■ **Work instruction**
Repeat the data in full. Every line must match.

■ **The input**
--------------------------------------------------
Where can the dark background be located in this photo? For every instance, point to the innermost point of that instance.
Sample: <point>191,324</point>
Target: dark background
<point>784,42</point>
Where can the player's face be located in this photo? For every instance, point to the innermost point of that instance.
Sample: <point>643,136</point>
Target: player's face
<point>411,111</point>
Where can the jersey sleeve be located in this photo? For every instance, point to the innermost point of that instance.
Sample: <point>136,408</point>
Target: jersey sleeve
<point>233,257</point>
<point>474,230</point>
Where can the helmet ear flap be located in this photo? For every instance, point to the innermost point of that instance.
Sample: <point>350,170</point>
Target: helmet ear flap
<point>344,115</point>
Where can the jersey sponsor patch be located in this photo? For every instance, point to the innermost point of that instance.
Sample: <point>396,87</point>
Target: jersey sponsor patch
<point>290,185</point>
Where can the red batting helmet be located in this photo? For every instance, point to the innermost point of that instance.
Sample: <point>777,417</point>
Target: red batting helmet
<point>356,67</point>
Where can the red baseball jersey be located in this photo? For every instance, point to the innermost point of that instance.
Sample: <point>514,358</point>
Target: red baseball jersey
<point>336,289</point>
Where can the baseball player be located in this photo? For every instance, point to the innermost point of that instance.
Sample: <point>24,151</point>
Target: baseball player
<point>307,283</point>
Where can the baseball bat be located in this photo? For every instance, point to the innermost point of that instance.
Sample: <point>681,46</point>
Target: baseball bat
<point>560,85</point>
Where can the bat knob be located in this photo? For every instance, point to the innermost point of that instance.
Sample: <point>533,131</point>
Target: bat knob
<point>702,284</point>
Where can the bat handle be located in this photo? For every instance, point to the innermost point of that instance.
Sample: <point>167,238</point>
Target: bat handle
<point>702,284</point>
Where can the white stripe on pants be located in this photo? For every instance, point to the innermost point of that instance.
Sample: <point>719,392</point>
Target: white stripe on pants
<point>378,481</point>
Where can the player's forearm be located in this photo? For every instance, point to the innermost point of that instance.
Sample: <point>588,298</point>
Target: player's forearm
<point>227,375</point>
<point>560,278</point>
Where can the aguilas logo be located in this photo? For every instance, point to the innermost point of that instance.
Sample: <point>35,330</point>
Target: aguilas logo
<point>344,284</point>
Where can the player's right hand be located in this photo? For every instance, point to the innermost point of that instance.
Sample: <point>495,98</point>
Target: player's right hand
--------------------------------------------------
■ **Written answer**
Where can the dark background be located in this photo? For every instance, point to the innermost point of that instance.
Sample: <point>191,324</point>
Target: dark background
<point>784,42</point>
Where can the player's face be located in this photo? For every instance, point to the innermost point of that instance.
Sample: <point>643,136</point>
Target: player's face
<point>411,111</point>
Where can the jersey sleeve be located in this photo? For every instance, point to the innermost point of that instance.
Sample: <point>136,408</point>
Target: jersey sleeve
<point>233,257</point>
<point>474,230</point>
Where can the helmet ear flap be located in this photo? For every instance, point to the innermost point of that instance.
Sample: <point>350,170</point>
Target: helmet ear flap
<point>344,115</point>
Where can the jersey sponsor patch be located in this photo? For every instance, point to the innermost point of that instance.
Sample: <point>396,87</point>
Target: jersey sponsor patch
<point>290,185</point>
Where can the red batting helmet be located in this photo? For every instance, point to the innermost point of that instance.
Sample: <point>777,417</point>
Target: red batting helmet
<point>356,67</point>
Where can the red baseball jersey be located in this photo? For every instance, point to the innermost point of that instance.
Sample: <point>514,358</point>
Target: red baseball jersey
<point>336,289</point>
Where can the baseball player be located in this photo? For every instance, point to the innermost point of that instance.
Sample: <point>24,151</point>
Target: baseball player
<point>307,283</point>
Where can the baseball bat be located in this photo? For every instance, point to the innermost point of that instance.
Sample: <point>681,46</point>
Target: baseball bat
<point>560,85</point>
Where can the bat knob be located in this photo? For every instance, point to the innermost point of that instance.
Sample: <point>533,131</point>
Target: bat knob
<point>702,284</point>
Where can the bat handle be located in this photo? For every instance, point to the innermost point of that instance.
Sample: <point>167,238</point>
Target: bat handle
<point>702,284</point>
Where can the white stripe on pants be located in this photo? For every instance, point to the innermost point of that instance.
Sample: <point>719,392</point>
Target: white stripe on pants
<point>378,481</point>
Where can the player's forearm be located in this photo? For every instance, point to the innermost point of that instance.
Sample: <point>588,298</point>
Target: player's forearm
<point>227,375</point>
<point>560,278</point>
Where can the aguilas logo be located in this photo? For every instance, point to the innermost point of that instance.
Sample: <point>35,330</point>
Target: aguilas logo
<point>344,284</point>
Where can the player's right hand be located in this photo? For every instance, point to the innermost point of that instance.
Sample: <point>495,98</point>
Target: player's right hand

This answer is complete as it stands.